BEGIN

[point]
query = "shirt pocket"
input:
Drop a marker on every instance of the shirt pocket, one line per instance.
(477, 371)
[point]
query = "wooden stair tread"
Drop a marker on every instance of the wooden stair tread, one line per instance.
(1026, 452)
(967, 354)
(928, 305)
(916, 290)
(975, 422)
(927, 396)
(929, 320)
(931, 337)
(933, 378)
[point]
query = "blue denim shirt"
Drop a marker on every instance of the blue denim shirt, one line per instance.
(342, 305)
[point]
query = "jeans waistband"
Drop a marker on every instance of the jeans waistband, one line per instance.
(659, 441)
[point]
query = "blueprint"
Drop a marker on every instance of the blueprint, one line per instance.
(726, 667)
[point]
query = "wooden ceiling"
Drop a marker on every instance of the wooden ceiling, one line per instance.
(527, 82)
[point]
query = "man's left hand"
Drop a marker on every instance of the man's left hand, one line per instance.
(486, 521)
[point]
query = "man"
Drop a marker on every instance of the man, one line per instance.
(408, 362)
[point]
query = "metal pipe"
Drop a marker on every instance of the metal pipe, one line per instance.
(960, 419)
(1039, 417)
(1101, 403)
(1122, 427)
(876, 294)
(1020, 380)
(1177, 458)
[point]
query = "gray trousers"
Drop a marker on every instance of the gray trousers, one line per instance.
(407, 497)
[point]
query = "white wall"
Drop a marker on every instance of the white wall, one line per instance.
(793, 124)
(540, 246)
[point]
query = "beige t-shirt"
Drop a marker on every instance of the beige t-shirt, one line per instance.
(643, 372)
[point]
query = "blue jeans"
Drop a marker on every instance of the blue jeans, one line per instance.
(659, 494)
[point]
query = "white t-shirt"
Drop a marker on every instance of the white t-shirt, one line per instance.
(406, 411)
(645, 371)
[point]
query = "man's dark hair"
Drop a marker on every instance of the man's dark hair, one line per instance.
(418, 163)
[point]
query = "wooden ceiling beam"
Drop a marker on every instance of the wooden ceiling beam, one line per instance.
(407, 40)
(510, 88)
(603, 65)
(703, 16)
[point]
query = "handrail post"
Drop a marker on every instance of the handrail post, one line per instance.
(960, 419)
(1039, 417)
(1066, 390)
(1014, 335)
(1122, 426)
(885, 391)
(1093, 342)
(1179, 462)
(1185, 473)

END

### How to complete this task
The answer is all of the material, given again exactly.

### Solution to this exercise
[point]
query = "shirt pocket"
input:
Drop a marker on every instance of the shirt pocket, one line per instance.
(477, 371)
[point]
query = "wooden stair tread"
Drop a marker on every instance of the wooden stair tread, one line per instance.
(1026, 452)
(967, 354)
(928, 305)
(916, 290)
(975, 422)
(927, 396)
(929, 320)
(931, 337)
(933, 378)
[point]
query = "blue denim shirt"
Drop a marker on every instance of the blue denim shirt, one line per instance.
(342, 305)
[point]
query = "jeans waistband"
Drop a marker on every instance of the jeans waistband, one line per instance.
(659, 441)
[point]
query = "blueprint"
Drop a marker on every instance of the blueprint, one line per instance.
(726, 667)
[point]
query = "wooden ceiling"
Drop a marker on every instance of the wooden ceiling, one line per instance.
(527, 82)
[point]
query = "man's left hand"
Drop a marker on every instance of the man's left hand, one line per instance.
(486, 521)
[point]
query = "man"
Drop a marker on every instance of the man, one line per instance.
(408, 362)
[point]
query = "metal pipe"
Drop a marker on every instance of the metal pipe, one line per instance.
(960, 419)
(1039, 417)
(1101, 403)
(1122, 427)
(876, 294)
(1020, 380)
(1177, 458)
[point]
query = "gray trousers"
Drop a marker on every instance of the gray trousers, one line per instance.
(407, 497)
[point]
query = "white wall"
Drop a marker on every instance of the white wall, one line per instance.
(793, 124)
(540, 246)
[point]
query = "beige t-shirt"
Drop a marker on every instance of the beige t-shirt, one line per instance.
(643, 372)
[point]
query = "blue jeans"
Drop a marker on every instance of the blue jeans, one line per instance.
(659, 494)
[point]
query = "white t-shirt"
Drop a marker on every instance of the white t-shirt, one line per instance.
(406, 411)
(645, 371)
[point]
query = "man's dark hair"
Drop a marker on every instance of the man's dark hair, one line per instance.
(418, 163)
[point]
query = "wooden ceiling beam"
Drop a marker on every instance of the wooden ceiling beam, one line per instance.
(407, 40)
(510, 88)
(603, 65)
(703, 16)
[point]
query = "handrail post"
Drop a marker on every instance of the handrail post, one line per instance.
(960, 419)
(1039, 417)
(1066, 390)
(1014, 335)
(1122, 426)
(885, 391)
(1093, 342)
(1179, 462)
(1185, 473)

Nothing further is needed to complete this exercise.